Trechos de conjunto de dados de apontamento
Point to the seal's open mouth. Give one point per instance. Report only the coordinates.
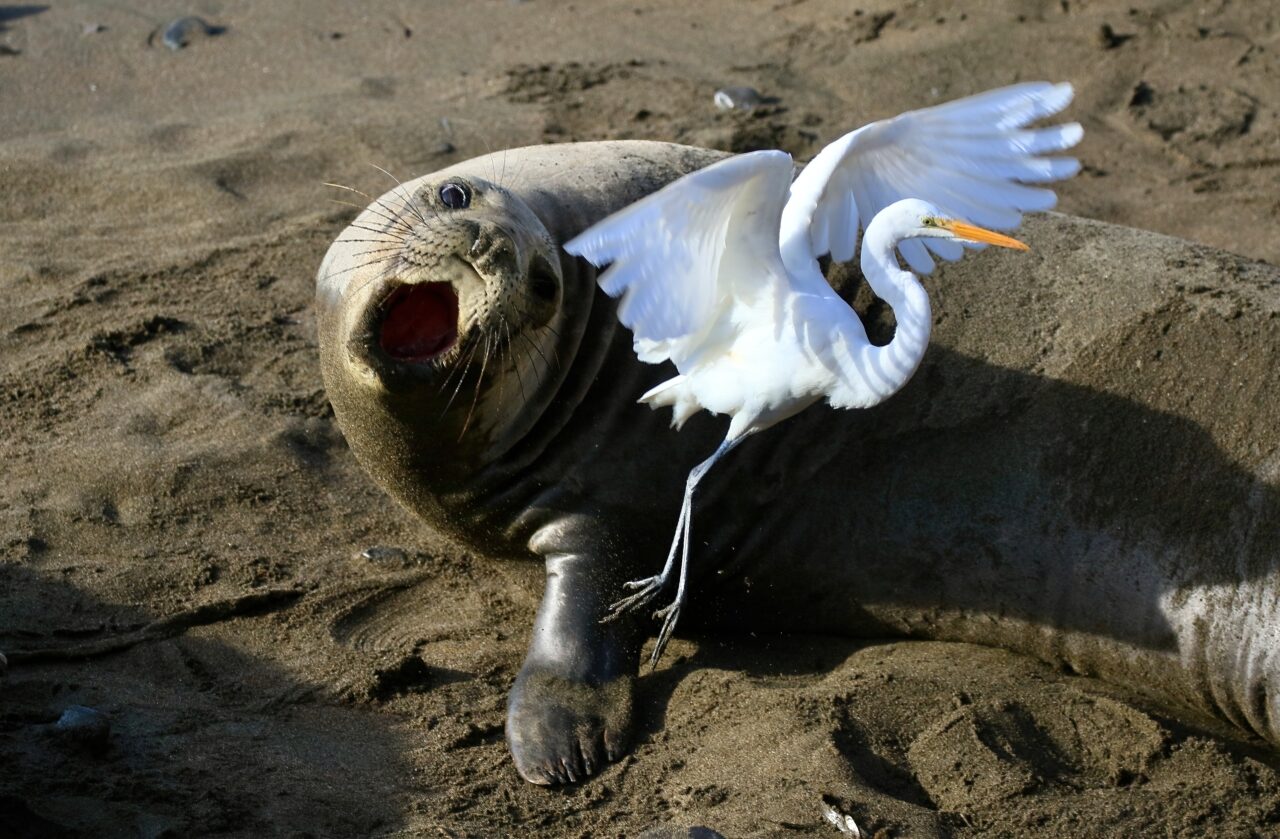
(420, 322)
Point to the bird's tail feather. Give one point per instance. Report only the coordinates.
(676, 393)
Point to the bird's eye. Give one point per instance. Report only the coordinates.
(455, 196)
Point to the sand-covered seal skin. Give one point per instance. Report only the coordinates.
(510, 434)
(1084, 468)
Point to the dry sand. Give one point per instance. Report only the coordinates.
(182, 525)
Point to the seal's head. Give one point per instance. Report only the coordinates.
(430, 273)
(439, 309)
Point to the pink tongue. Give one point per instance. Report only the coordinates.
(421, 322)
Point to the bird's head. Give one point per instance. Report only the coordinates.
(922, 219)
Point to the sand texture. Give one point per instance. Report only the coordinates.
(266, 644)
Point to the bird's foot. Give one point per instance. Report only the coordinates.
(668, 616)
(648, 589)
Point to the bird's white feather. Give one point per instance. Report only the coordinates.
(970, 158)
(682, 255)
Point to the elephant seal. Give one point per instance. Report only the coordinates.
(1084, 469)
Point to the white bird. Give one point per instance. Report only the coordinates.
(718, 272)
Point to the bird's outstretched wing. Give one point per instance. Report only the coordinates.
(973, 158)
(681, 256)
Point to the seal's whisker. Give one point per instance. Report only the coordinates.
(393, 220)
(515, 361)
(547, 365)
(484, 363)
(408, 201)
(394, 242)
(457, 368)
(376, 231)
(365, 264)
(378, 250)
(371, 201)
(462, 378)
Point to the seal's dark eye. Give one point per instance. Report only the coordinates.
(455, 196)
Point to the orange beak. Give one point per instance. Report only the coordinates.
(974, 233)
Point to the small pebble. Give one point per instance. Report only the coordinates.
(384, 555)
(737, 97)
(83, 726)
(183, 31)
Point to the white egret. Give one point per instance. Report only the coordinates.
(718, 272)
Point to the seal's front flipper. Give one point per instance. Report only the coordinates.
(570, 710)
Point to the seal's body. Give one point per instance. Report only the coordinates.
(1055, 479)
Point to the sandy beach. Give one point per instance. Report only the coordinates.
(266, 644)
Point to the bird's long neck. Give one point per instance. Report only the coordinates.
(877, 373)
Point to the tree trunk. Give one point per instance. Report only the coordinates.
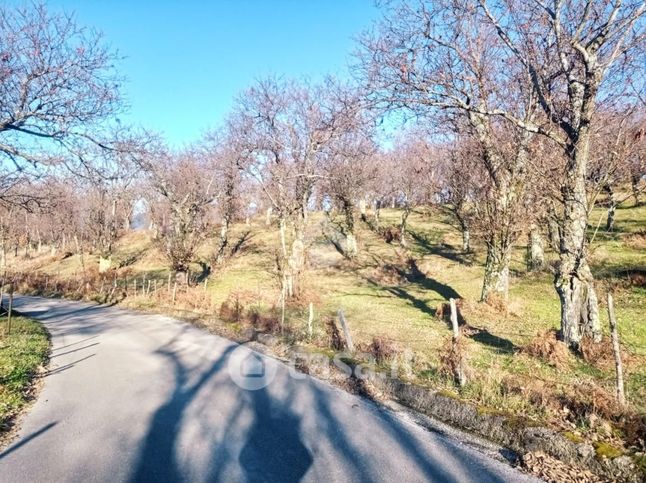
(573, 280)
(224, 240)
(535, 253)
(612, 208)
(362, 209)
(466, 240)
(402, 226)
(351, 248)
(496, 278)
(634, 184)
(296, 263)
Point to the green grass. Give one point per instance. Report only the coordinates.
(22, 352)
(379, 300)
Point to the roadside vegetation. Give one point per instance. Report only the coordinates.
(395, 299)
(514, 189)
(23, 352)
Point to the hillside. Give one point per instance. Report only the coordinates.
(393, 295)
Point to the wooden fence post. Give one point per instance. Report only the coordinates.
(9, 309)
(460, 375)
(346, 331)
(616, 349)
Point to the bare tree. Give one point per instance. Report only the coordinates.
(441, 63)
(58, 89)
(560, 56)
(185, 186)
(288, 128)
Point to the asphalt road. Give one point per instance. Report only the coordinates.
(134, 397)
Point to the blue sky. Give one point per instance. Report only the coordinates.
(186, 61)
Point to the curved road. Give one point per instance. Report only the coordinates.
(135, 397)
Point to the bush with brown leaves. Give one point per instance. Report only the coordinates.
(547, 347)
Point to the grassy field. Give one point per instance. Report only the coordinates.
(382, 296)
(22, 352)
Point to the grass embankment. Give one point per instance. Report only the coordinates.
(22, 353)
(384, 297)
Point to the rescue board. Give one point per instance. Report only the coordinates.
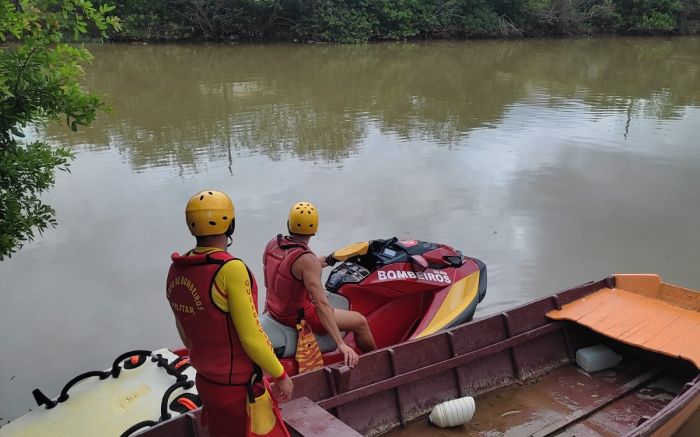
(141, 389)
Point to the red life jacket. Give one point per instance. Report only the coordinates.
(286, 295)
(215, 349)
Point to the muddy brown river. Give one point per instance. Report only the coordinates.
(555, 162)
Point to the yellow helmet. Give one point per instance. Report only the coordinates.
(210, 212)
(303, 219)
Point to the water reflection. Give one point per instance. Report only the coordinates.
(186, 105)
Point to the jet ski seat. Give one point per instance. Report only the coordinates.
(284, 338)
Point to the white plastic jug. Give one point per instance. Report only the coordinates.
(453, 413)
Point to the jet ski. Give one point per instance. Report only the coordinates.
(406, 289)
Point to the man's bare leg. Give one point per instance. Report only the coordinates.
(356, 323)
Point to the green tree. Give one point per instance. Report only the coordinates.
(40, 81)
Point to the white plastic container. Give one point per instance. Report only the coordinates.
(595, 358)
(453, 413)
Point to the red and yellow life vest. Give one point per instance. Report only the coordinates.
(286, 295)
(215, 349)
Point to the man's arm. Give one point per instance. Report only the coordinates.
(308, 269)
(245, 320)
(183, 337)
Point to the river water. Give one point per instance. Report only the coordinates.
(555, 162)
...
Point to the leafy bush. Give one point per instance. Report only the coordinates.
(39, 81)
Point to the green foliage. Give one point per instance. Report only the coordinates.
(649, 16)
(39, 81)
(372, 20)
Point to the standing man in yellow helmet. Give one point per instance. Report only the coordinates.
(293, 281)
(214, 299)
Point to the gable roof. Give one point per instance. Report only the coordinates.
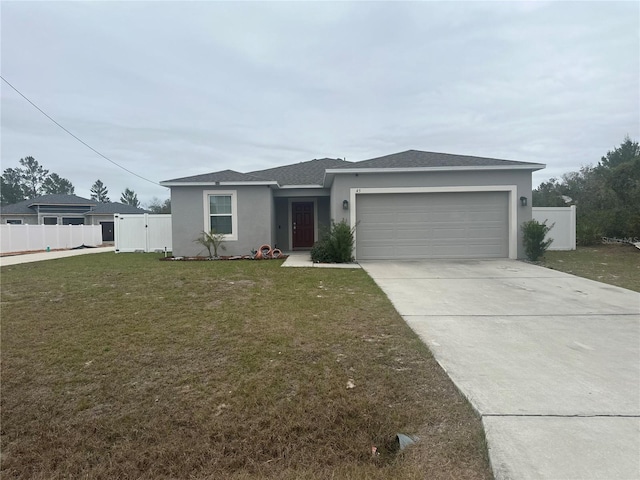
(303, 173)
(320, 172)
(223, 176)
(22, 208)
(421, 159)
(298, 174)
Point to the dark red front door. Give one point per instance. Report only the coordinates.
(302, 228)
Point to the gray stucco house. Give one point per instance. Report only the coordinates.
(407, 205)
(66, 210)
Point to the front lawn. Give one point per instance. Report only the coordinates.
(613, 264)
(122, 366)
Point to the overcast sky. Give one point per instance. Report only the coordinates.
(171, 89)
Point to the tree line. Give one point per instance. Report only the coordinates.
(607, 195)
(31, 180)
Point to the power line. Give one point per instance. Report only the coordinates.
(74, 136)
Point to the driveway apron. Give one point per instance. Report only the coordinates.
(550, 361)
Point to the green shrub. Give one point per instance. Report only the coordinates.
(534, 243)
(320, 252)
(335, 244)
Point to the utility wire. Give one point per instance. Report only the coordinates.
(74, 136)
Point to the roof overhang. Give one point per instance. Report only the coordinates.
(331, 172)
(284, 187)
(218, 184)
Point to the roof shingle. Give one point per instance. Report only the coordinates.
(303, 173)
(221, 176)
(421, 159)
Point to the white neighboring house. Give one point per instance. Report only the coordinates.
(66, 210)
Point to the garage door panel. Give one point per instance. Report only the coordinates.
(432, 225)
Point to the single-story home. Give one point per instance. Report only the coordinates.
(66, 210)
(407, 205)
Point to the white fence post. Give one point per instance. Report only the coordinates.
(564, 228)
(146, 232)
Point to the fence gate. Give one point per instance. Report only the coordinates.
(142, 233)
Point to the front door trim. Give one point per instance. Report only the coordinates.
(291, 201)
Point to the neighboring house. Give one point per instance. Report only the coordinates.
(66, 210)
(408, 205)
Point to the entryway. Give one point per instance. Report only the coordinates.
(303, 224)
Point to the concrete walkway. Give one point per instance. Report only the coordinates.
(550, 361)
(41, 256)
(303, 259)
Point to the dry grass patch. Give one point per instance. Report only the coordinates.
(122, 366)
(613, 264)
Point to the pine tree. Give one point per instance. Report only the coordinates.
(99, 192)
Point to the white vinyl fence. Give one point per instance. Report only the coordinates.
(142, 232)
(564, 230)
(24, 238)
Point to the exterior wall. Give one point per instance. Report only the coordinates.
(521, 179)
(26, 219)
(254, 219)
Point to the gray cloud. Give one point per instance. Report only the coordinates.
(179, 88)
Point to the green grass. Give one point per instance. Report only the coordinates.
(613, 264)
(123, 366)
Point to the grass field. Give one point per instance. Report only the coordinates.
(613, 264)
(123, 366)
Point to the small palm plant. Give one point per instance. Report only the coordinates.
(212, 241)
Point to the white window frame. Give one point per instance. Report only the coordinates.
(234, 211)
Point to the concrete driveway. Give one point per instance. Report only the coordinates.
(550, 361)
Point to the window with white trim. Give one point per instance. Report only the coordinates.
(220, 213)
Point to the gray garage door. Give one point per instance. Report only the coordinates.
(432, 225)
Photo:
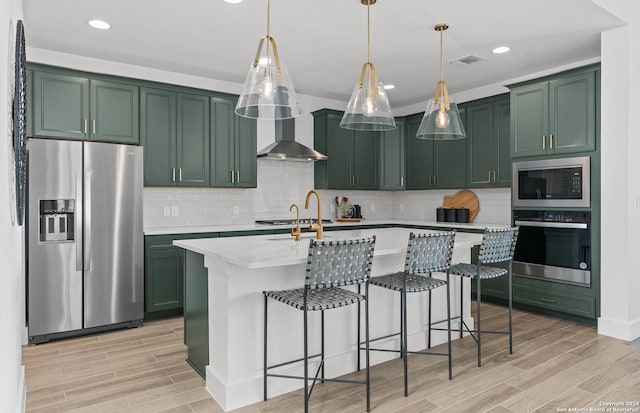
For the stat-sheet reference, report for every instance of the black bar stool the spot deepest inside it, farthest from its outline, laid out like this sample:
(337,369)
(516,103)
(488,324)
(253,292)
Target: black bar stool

> **Problema curto**: Pode repetir, sem nenhuma alteração, as linhas entre a que contém "Point to the window" e a que contém "Target: black bar stool", ambas incluídas, deixando as imagens de fora da resposta?

> **Resultado do exercício**:
Point to the window with white trim. Give one point per instance. Report only the coordinates.
(220, 213)
Point to the gray garage door. Give one point per instance. Report only the coordinates.
(432, 225)
Photo:
For the stat-sheet reference, report for every instance of the black bar stool the spot deepest inside it, farthest from its outline, laid out like this sample:
(337,369)
(516,103)
(488,324)
(253,292)
Target: black bar stool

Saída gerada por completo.